EXERCISE DIRECTIONS >>
Repeat every one of the entries below word for word, keeping their original order.

DATA FOR THIS EXERCISE >>
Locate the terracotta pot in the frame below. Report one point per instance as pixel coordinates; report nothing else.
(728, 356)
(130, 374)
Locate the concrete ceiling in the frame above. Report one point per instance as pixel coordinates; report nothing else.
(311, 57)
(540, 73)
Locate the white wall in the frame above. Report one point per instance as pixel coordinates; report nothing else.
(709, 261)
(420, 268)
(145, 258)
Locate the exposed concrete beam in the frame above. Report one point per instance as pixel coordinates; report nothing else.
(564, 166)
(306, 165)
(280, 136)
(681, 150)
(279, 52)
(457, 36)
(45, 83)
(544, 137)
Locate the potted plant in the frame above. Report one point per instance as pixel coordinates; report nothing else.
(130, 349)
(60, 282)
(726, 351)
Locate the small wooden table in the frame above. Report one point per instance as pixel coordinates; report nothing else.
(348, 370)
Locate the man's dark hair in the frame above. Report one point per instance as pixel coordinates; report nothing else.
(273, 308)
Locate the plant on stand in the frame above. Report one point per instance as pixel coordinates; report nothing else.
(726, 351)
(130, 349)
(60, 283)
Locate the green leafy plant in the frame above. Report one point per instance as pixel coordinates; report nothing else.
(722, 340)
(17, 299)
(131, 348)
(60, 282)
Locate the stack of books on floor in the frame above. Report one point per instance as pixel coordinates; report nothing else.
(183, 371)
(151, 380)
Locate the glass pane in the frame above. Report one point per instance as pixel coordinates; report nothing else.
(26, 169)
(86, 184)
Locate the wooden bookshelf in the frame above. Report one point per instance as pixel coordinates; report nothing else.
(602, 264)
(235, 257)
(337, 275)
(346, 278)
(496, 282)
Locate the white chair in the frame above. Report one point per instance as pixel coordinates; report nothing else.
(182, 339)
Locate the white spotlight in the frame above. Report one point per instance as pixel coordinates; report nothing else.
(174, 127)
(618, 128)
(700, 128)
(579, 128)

TASK RESULT >>
Locate the terracotta pot in the frame below. Report one point per instance as pixel coordinates; report nothing else.
(728, 356)
(130, 374)
Locate the concrete ceiling in the frame above. Report one point per instance as pixel coordinates; report nothing else.
(311, 57)
(540, 73)
Locate the white wall in the frame above. Report one point per instance as pixel coordinates; report nothing else.
(709, 261)
(420, 268)
(145, 258)
Locate the exposed concrete beam in the frame above. Report one point per instance as pixel coordinates; report nothing else.
(564, 166)
(306, 165)
(280, 136)
(681, 150)
(279, 52)
(457, 36)
(45, 83)
(544, 137)
Locate the potted plant in the frame above. Report one point per instance as pixel coordinates; report nothing else.
(130, 349)
(60, 282)
(726, 351)
Locate the small wooden table in the frame above. Report one point per instance as pixel coordinates; report nothing else.
(348, 370)
Locate the man's dark hair in the frame above. Report one point per instance as pixel coordinates; report nothing else.
(273, 308)
Locate the plant on stand in the frame above. Report one point per instance as pixel coordinates; report nothing else.
(726, 351)
(130, 349)
(60, 283)
Locate the green leafy plant in the frame above. Report one point per instance as pixel coordinates; report nothing else.
(722, 340)
(17, 299)
(131, 348)
(60, 282)
Locate the stack of books on floor in the frame above. Report one point per instance as pixel coordinates; report nothing else.
(183, 371)
(151, 380)
Locate the glass pane in the frame above. Report one point per instance as pixel coordinates; report nothing else.
(26, 169)
(86, 184)
Locate the wooden bookshelf in the frame above. Report one point per instance as pixel coordinates; report nothing else.
(602, 264)
(235, 257)
(337, 275)
(346, 278)
(496, 282)
Locate the white chair in the frame above. Report one point per instance as pixel coordinates; report nothing else.
(182, 339)
Locate the white spotlight in the frame above. Report one point per instance as pixel coordinates; report nothing else.
(174, 127)
(618, 128)
(700, 128)
(579, 128)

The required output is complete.